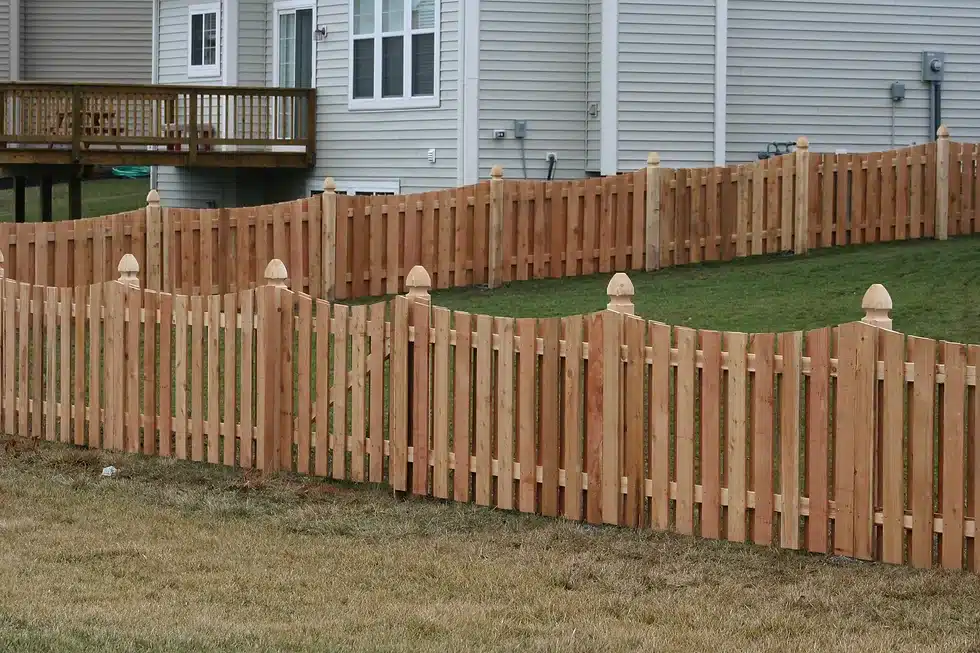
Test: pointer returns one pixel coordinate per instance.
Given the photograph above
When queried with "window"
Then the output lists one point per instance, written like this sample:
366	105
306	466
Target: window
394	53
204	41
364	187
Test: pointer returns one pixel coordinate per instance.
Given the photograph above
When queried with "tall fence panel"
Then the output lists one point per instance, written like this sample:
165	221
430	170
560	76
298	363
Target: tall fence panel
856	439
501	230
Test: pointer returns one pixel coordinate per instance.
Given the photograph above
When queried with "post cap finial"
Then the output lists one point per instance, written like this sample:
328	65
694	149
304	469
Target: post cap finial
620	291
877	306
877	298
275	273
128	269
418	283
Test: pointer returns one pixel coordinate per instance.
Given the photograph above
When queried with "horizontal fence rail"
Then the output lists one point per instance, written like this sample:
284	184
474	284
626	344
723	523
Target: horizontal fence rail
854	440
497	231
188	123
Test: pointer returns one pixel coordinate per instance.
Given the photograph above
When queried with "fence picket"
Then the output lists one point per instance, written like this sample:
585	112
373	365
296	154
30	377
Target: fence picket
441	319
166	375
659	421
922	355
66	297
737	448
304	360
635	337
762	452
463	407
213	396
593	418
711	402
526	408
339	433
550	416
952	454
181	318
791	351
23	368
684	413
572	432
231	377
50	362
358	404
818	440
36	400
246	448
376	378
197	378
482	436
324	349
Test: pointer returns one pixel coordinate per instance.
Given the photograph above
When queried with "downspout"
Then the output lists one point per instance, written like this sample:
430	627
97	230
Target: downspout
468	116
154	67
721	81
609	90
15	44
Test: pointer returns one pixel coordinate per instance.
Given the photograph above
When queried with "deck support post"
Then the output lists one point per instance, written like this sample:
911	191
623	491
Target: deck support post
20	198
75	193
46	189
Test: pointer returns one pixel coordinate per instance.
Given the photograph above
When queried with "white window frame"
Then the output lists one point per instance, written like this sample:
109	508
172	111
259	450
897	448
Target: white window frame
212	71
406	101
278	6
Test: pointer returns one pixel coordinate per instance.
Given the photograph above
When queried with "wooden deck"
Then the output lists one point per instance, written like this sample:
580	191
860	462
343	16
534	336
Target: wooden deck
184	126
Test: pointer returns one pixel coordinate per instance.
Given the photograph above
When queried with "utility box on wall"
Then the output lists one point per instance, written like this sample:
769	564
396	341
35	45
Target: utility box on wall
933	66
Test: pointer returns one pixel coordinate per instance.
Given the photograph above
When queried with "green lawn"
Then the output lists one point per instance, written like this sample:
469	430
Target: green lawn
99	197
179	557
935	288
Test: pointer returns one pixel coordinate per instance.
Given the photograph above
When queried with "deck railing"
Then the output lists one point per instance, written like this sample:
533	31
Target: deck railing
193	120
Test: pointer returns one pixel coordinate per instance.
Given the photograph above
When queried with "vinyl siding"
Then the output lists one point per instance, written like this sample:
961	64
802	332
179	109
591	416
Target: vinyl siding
################
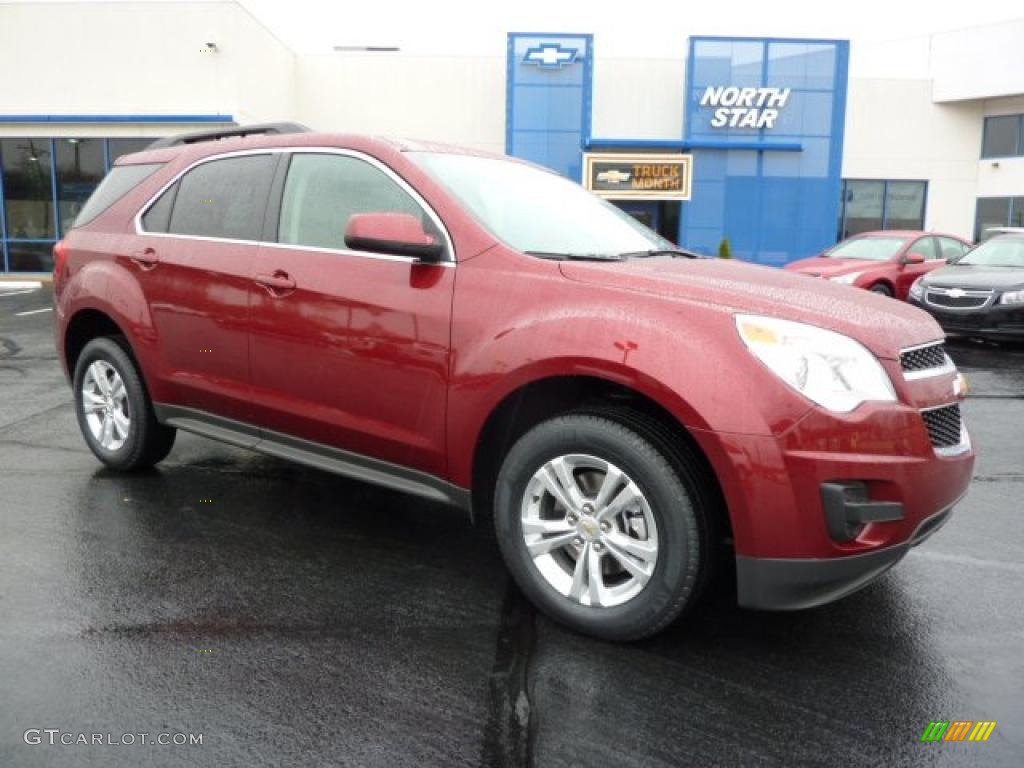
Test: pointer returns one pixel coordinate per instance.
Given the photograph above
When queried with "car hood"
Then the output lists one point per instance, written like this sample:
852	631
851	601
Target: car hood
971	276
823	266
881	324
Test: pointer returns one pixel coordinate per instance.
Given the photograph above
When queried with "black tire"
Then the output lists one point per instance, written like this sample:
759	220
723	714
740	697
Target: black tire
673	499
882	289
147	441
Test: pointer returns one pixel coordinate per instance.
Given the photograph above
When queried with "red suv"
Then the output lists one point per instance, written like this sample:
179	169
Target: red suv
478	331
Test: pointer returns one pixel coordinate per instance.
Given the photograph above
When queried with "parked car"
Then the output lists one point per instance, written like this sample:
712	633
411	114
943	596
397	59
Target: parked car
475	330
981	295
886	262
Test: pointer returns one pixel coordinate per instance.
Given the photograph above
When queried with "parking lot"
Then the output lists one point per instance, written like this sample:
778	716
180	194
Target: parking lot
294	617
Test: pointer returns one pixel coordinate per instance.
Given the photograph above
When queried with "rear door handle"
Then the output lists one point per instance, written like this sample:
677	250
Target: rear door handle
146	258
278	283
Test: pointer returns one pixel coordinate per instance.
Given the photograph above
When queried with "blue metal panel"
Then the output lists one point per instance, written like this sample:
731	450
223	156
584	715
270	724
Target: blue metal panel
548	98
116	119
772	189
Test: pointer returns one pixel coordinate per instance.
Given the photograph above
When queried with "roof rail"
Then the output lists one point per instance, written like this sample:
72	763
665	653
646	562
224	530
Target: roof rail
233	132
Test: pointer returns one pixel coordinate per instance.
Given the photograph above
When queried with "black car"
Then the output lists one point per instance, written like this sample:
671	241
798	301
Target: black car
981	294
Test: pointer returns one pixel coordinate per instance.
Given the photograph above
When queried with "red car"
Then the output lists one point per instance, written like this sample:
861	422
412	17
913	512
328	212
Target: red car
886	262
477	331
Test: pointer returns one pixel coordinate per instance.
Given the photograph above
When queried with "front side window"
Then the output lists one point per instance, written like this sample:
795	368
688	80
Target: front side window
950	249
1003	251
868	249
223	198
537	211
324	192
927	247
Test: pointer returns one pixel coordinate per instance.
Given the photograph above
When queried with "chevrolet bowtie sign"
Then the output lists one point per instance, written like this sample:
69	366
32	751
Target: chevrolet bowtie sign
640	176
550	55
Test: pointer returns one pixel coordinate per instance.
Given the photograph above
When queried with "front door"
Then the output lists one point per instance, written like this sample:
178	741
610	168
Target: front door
################
• What you are asked to do:
Count the lines above that contain the word "parked". Reply with the number alone.

• Written response:
2